━━━━━ STORED DATA ━━━━━
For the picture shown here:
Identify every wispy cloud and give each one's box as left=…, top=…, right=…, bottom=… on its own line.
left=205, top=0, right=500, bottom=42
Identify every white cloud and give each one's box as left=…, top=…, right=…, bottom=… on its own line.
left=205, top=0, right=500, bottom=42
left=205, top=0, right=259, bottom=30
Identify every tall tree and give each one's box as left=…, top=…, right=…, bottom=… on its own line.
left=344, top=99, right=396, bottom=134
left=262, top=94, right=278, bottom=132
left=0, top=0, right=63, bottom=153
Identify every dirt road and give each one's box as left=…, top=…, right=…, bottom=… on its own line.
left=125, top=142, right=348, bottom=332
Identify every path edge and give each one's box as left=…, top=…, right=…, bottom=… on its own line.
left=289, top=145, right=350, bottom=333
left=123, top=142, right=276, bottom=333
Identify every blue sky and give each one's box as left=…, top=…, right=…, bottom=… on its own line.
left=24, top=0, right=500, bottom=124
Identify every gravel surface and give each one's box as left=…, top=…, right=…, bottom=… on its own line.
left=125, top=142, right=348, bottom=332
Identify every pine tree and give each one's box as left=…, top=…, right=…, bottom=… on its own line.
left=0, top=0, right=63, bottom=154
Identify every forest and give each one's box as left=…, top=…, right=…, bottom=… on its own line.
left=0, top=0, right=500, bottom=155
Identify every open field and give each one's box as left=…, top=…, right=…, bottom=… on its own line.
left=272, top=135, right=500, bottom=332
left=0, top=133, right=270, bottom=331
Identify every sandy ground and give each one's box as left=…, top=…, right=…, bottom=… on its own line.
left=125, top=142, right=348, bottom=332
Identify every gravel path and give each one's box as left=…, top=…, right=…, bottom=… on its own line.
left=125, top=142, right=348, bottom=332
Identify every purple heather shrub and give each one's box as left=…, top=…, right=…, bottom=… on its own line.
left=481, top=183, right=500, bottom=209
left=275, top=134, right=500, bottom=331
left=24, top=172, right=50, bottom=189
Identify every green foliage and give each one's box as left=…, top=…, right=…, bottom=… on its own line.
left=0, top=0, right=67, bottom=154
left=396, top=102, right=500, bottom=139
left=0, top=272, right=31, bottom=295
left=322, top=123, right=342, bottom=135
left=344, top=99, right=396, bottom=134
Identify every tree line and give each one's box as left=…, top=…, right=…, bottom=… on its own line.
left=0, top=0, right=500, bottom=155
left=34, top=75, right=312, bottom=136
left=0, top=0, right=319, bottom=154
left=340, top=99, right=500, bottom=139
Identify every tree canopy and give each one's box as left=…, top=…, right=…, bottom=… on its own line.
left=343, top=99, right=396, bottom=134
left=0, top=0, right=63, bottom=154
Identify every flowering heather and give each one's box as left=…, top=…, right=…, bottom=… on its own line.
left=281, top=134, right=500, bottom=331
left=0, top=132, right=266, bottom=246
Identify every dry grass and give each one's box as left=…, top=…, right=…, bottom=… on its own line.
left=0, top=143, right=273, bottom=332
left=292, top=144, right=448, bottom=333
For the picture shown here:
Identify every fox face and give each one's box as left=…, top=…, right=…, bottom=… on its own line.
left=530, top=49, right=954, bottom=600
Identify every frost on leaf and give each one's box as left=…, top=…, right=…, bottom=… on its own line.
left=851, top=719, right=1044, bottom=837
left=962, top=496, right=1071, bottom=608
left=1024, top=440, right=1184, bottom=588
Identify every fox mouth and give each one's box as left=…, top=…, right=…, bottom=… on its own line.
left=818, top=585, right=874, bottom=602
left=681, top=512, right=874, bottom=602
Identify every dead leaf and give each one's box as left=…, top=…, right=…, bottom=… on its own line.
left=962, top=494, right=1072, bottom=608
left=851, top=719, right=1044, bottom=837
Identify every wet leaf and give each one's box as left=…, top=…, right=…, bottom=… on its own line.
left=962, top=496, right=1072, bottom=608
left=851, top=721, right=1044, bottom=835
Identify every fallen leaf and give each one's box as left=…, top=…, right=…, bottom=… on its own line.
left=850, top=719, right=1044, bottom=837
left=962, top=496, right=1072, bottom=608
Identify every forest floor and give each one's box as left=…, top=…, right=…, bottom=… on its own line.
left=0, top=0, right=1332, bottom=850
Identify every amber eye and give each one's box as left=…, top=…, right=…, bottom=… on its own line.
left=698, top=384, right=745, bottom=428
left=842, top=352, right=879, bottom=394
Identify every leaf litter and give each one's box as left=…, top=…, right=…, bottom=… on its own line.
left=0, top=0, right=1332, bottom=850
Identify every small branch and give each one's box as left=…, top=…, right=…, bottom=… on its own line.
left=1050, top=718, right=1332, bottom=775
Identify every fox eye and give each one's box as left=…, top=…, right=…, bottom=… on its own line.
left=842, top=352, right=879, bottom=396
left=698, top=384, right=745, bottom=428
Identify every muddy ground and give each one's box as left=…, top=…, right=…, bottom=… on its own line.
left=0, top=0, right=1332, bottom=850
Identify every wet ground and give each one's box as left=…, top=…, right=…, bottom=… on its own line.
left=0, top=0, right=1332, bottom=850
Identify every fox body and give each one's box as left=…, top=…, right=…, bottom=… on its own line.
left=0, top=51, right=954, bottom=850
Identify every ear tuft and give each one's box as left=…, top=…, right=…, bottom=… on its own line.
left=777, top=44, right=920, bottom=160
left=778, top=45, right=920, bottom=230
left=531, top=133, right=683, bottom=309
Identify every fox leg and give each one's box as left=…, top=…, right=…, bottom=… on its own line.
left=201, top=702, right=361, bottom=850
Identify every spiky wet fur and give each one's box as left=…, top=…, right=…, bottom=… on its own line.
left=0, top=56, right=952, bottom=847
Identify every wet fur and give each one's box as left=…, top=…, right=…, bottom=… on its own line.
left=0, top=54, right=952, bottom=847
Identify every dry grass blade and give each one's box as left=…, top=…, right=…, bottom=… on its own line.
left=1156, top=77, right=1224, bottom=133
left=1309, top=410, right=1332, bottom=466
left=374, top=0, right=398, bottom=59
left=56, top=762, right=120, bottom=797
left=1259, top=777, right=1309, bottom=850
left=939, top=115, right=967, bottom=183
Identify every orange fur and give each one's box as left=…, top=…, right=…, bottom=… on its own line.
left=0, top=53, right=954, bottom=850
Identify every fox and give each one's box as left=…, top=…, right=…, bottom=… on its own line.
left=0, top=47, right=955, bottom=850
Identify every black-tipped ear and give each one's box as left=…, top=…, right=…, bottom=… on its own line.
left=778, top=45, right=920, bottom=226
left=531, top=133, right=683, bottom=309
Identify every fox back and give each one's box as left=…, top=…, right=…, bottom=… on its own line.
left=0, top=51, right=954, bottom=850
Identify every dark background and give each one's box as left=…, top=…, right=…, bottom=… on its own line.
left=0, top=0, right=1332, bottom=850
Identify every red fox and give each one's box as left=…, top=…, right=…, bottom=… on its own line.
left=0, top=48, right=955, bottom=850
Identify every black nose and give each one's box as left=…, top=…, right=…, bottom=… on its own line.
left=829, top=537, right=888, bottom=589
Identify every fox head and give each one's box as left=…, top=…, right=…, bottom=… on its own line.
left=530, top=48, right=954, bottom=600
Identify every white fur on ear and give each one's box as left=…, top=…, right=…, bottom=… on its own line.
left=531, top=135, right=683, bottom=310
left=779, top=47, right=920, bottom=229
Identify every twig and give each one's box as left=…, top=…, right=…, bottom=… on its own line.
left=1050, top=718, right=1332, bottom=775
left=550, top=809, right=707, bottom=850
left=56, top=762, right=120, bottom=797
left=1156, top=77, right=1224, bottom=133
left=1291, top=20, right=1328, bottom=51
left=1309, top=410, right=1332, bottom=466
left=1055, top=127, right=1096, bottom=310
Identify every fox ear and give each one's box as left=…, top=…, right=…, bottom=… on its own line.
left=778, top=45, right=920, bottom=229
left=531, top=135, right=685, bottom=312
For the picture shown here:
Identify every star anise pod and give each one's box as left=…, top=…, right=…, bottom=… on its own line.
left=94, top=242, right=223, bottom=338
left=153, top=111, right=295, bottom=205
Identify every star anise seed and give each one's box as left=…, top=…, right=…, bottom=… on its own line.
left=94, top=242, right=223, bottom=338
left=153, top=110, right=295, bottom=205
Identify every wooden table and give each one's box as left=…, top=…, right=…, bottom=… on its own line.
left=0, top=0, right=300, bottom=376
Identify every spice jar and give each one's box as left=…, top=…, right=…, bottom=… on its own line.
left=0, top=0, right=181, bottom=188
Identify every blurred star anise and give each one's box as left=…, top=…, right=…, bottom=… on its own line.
━━━━━
_EXERCISE AIM_
Begin at the top of the listing and stop after the line that has "left=205, top=0, right=259, bottom=30". Write out every line in that span, requests included, and shift each box coordinate in the answers up by 127.

_SOLVED PROBLEM_
For the picture shown here:
Identify every wispy cloud and give each one's box as left=…, top=…, right=…, bottom=… on its own line.
left=332, top=127, right=627, bottom=169
Identify every white cloud and give each one's box as left=…, top=…, right=…, bottom=… on its own line.
left=332, top=127, right=627, bottom=169
left=332, top=127, right=386, bottom=157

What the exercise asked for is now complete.